The board is quite ready to agree to Mr. Ewing's stipulation that he shall be paid his salary during such time as he remained in the service of the company, whatever amount may be found to be due to him upon a proper adjustment of accounts. Will you kindly bear these points in mind in dealing with the other side? I am, dear sir, yours truly, JAMES E. WEBB, Sec'y. Geo. W. McCrary, Esq., Kansas City, Mo., U. S. A.'
'Both of these communications, together with your two letters forwarding them to Mr. Karnes, he has placed in our hands. In connection with both our counsel we have fully considered the terms of this proposition. We wish to state emphatically that we regard the proposition as unjust and oppressive, but we have so much involved in this litigation that we agree to and accept the terms of the offer made. The 4,000 will be arranged for with the L. W. cattle, as suggested in the letter of February 12th, and the 1,200 shares of stock therein mentioned we herewith hand you, to be transferred to such parties as may be named. We have only two certificates of one thousand shares each, ad w e deliver both to you, and the company can return us a certificate for 800 shares. The bond called for by the fourth section of the proposition in the letter of February 11th we will give at any time. It will now soon be the season when the L. W. Cattle can be counted, and we will be ready at once to name valuers. Now that a settlement has been effected, we hope there will be no delay in carrying it out in al respects as agreed upon. We desire to express to you our thanks for the uniform courtesy with which you have treated us throughout this unpleasant matter. We are, dear sir, very truly, W. N. EWING. JAMES M. COBURN. COBURN & EWING.'
From appellees' counsel to appellants, February 27, 1886.

What is asked:
1 – Summarize the settlement correspondence in two sentences.
2 – Using the settlement correspondence, explain in one or two sentences why Coburn and Ewing accept an offer they consider unjust.
The lines have no connection to the settlement correspondence.

Data listing:
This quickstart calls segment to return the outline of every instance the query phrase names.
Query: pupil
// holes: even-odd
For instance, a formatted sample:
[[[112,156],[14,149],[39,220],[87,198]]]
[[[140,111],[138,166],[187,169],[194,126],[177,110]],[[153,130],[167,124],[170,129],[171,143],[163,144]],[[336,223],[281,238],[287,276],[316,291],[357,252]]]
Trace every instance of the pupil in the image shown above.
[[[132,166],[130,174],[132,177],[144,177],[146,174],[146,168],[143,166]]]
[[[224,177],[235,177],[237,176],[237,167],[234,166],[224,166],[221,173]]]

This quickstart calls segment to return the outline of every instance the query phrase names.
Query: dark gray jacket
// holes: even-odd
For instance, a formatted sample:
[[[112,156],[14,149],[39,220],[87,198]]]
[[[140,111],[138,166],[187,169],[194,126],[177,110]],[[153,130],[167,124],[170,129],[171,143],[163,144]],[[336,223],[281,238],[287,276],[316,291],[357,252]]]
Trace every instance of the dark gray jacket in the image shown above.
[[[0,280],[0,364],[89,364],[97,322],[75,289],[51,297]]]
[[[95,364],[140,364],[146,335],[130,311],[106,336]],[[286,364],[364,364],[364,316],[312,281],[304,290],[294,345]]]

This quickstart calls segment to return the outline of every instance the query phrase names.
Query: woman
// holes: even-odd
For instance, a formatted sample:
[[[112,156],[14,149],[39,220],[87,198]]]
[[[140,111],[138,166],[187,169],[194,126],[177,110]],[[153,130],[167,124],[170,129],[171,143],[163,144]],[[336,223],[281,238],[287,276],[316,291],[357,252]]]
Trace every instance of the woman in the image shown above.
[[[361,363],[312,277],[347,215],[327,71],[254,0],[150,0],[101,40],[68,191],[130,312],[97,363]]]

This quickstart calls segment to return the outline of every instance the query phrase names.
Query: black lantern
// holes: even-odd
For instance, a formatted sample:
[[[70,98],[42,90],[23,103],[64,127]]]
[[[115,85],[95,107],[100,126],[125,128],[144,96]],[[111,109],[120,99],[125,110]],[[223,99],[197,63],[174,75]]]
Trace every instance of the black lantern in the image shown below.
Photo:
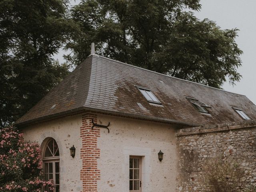
[[[158,159],[160,161],[161,161],[163,160],[164,157],[164,153],[163,153],[161,150],[158,152]]]
[[[74,146],[74,145],[73,145],[73,146],[70,147],[70,148],[69,149],[70,150],[70,155],[72,156],[72,157],[74,158],[76,154],[76,148]]]

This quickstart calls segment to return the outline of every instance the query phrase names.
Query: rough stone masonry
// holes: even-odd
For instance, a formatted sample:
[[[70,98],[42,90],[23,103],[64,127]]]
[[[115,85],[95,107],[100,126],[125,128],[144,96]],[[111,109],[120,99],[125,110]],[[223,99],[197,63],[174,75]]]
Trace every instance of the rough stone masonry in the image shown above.
[[[180,170],[177,192],[205,191],[204,163],[220,154],[240,163],[246,176],[242,180],[256,185],[256,121],[184,128],[176,135]]]

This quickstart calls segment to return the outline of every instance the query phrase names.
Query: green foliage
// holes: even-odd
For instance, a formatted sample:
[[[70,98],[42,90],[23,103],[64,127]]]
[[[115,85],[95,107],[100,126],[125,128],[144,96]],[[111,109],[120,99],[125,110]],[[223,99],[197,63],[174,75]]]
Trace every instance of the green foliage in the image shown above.
[[[68,0],[0,2],[0,127],[17,119],[68,73],[51,58],[75,27]]]
[[[202,176],[209,192],[247,191],[244,169],[238,161],[221,155],[205,162]]]
[[[43,186],[54,186],[43,180],[40,147],[24,142],[22,135],[12,127],[0,130],[0,191],[42,191]]]
[[[71,10],[80,29],[66,47],[74,56],[66,58],[79,64],[94,42],[98,53],[120,61],[215,87],[227,78],[234,84],[241,78],[238,30],[182,11],[199,10],[199,2],[82,0]]]

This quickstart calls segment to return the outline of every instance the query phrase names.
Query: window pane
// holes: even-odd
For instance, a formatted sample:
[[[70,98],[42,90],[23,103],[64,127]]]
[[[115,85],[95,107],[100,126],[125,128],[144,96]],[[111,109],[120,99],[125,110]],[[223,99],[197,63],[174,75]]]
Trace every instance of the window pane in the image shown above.
[[[52,173],[52,163],[49,163],[49,172]]]
[[[44,154],[44,156],[46,157],[52,156],[52,154],[51,153],[51,152],[50,151],[48,147],[46,147],[46,149],[45,150],[45,153]]]
[[[55,191],[56,192],[60,192],[60,186],[59,185],[56,186]]]
[[[49,142],[49,143],[48,144],[48,147],[49,148],[51,152],[52,152],[52,154],[54,154],[54,153],[53,153],[53,142],[54,142],[54,140],[52,139],[52,140],[51,140],[51,141],[50,141]]]
[[[55,184],[60,184],[60,174],[57,173],[55,174],[55,178],[56,181],[55,181]]]
[[[56,153],[56,152],[57,152],[57,151],[58,150],[58,144],[57,144],[57,143],[56,142],[56,141],[55,141],[55,140],[54,140],[54,154],[55,154]],[[55,155],[56,156],[56,155]]]
[[[130,170],[130,179],[133,179],[133,170],[132,169]]]
[[[131,181],[130,181],[130,190],[132,190],[133,189],[132,186],[133,186],[133,182],[132,180]]]
[[[46,186],[45,188],[44,188],[44,190],[49,192],[50,191],[50,189],[49,189],[49,186]]]
[[[59,152],[59,148],[58,148],[56,153],[55,153],[55,156],[60,156],[60,152]]]
[[[140,190],[140,181],[138,180],[135,180],[134,181],[134,190]]]
[[[60,172],[60,162],[55,162],[55,173]]]
[[[130,168],[133,168],[132,166],[133,162],[133,159],[130,159]]]
[[[147,100],[148,101],[152,101],[152,99],[150,98],[150,97],[148,96],[148,94],[146,93],[145,90],[143,90],[142,89],[140,89],[140,92],[142,94],[143,96],[147,99]]]
[[[151,98],[151,100],[155,102],[160,102],[157,98],[152,93],[152,92],[150,91],[147,91],[147,93],[148,94],[150,97]]]
[[[134,168],[139,168],[139,159],[134,159]]]
[[[48,163],[44,163],[44,173],[48,173]]]
[[[140,175],[139,175],[139,170],[138,169],[134,169],[134,179],[140,179]]]
[[[44,174],[44,179],[46,181],[48,181],[48,180],[49,180],[48,174]]]

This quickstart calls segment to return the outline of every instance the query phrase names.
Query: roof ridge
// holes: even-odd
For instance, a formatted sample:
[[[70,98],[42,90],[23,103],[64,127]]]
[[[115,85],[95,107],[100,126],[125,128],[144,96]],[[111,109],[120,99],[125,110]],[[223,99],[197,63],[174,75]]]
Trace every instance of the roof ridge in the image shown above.
[[[165,74],[163,74],[162,73],[159,73],[158,72],[156,72],[156,71],[151,71],[151,70],[149,70],[148,69],[145,69],[145,68],[142,68],[142,67],[138,67],[137,66],[135,66],[135,65],[131,65],[130,64],[128,64],[128,63],[124,63],[124,62],[122,62],[121,61],[118,61],[118,60],[115,60],[114,59],[111,59],[111,58],[109,58],[108,57],[104,57],[104,56],[102,56],[101,55],[98,55],[97,54],[91,54],[90,55],[88,56],[89,57],[89,56],[96,56],[96,57],[102,57],[102,58],[105,58],[105,59],[108,59],[109,60],[111,60],[112,61],[115,61],[116,62],[117,62],[118,63],[121,63],[121,64],[125,64],[125,65],[128,65],[128,66],[132,66],[132,67],[134,67],[134,68],[139,68],[139,69],[142,69],[142,70],[146,70],[146,71],[149,71],[149,72],[153,72],[153,73],[159,74],[160,74],[160,75],[163,75],[163,76],[166,76],[166,77],[168,77],[170,78],[174,78],[174,79],[178,79],[178,80],[181,80],[184,81],[186,81],[186,82],[188,82],[189,83],[194,83],[194,84],[197,84],[198,85],[201,85],[201,86],[204,86],[205,87],[208,87],[209,88],[212,88],[212,89],[216,89],[216,90],[220,90],[220,91],[223,91],[224,92],[228,92],[228,93],[232,93],[233,94],[236,94],[236,95],[242,95],[242,96],[246,96],[246,95],[243,95],[242,94],[241,94],[240,93],[235,93],[234,92],[231,92],[231,91],[227,91],[226,90],[224,90],[224,89],[220,89],[220,88],[216,88],[215,87],[212,87],[211,86],[208,86],[208,85],[204,85],[204,84],[202,84],[201,83],[197,83],[196,82],[194,82],[193,81],[190,81],[189,80],[185,80],[185,79],[181,79],[180,78],[178,78],[177,77],[174,77],[173,76],[169,76],[169,75],[166,75]]]

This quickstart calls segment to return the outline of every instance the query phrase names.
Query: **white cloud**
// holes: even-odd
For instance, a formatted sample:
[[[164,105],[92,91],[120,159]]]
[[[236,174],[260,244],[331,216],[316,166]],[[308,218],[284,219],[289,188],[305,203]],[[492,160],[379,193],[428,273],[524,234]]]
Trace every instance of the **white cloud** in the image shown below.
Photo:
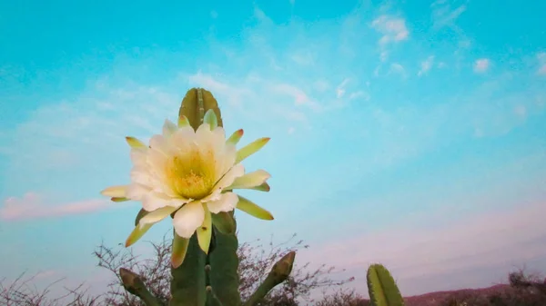
[[[429,56],[425,61],[421,62],[420,70],[417,73],[417,75],[421,76],[426,74],[434,64],[434,55]]]
[[[382,15],[374,19],[371,26],[383,35],[379,41],[381,45],[406,40],[410,35],[406,20],[389,15]]]
[[[451,8],[446,1],[436,1],[430,5],[432,9],[432,26],[441,28],[443,26],[454,26],[454,21],[467,9],[465,5]]]
[[[481,74],[486,72],[490,66],[490,61],[488,58],[480,58],[474,62],[474,72]]]
[[[123,205],[123,204],[122,204]],[[9,197],[0,207],[0,219],[4,221],[22,221],[41,218],[56,218],[73,214],[90,213],[113,207],[118,203],[109,199],[86,200],[76,202],[50,205],[44,202],[43,196],[35,192],[27,192],[22,198]]]
[[[392,63],[390,64],[390,69],[389,70],[389,74],[399,74],[403,77],[406,76],[406,69],[404,68],[403,65],[401,65],[399,63]]]
[[[310,262],[320,262],[329,258],[329,264],[350,271],[352,275],[365,272],[370,263],[382,262],[398,280],[405,295],[464,288],[471,283],[472,278],[480,276],[480,271],[468,274],[468,278],[438,283],[434,289],[420,286],[419,282],[427,278],[488,266],[508,271],[515,265],[546,256],[546,244],[543,243],[546,227],[542,220],[546,213],[544,202],[519,205],[510,210],[499,209],[460,219],[453,219],[451,213],[446,211],[439,215],[429,214],[428,220],[439,224],[433,228],[417,218],[404,227],[325,243],[298,255],[302,261]],[[489,281],[495,281],[490,276]],[[365,281],[365,278],[360,281]],[[479,285],[488,286],[490,282]],[[412,291],[406,291],[410,287]]]

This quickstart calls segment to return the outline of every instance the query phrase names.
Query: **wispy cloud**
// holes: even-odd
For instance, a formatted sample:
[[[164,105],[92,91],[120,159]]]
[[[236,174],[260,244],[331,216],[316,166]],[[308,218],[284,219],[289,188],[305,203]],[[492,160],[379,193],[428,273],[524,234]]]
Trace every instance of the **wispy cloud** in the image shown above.
[[[434,64],[434,55],[430,55],[426,60],[421,62],[420,69],[417,73],[417,75],[421,76],[423,74],[426,74],[429,72],[429,70],[430,70],[430,68],[432,68],[433,64]]]
[[[432,27],[453,26],[454,21],[467,9],[466,5],[451,7],[450,1],[438,0],[430,5],[432,9]]]
[[[546,213],[544,202],[456,219],[450,216],[451,213],[444,211],[437,215],[428,214],[427,220],[434,219],[434,228],[418,218],[407,227],[326,243],[301,252],[299,256],[310,262],[330,258],[331,264],[350,271],[352,275],[362,273],[371,263],[382,262],[397,278],[405,295],[445,289],[420,285],[429,277],[488,266],[508,271],[516,265],[546,256],[546,227],[541,217]],[[356,247],[359,245],[366,247]],[[450,285],[464,288],[480,271],[474,273],[467,272],[466,280],[452,280]]]
[[[381,15],[371,22],[371,26],[383,35],[379,41],[381,45],[407,40],[410,35],[406,20],[400,17]]]
[[[112,208],[108,200],[86,200],[51,205],[35,192],[27,192],[22,198],[9,197],[0,207],[0,219],[4,221],[23,221],[39,218],[56,218],[66,215],[83,214]]]
[[[402,77],[406,77],[406,69],[404,68],[403,65],[401,65],[399,63],[392,63],[390,64],[390,69],[389,70],[389,74],[399,74],[401,75]]]
[[[491,63],[488,58],[480,58],[474,62],[474,72],[482,74],[489,70]]]

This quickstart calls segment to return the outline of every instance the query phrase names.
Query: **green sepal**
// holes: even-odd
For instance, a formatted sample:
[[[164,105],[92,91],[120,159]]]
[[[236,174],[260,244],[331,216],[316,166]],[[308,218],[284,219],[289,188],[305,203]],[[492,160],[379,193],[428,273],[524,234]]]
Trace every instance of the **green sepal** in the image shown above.
[[[228,212],[212,213],[212,223],[222,233],[235,233],[235,220]]]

Answers for this exercise:
1 – The board agrees that Mr. Ewing will be paid his salary for the time he remained in the company's service, in whatever amount a proper adjustment of accounts shows is due. Coburn and Ewing call the proposition unjust and oppressive but accept it, hand over stock certificates, offer to give the required bond and be ready to name valuers for the L. W. cattle, and ask that the settlement be carried out without delay.

2 – They accept it because they have so much involved in the litigation. That stake leads them to agree to terms they regard as unjust and oppressive.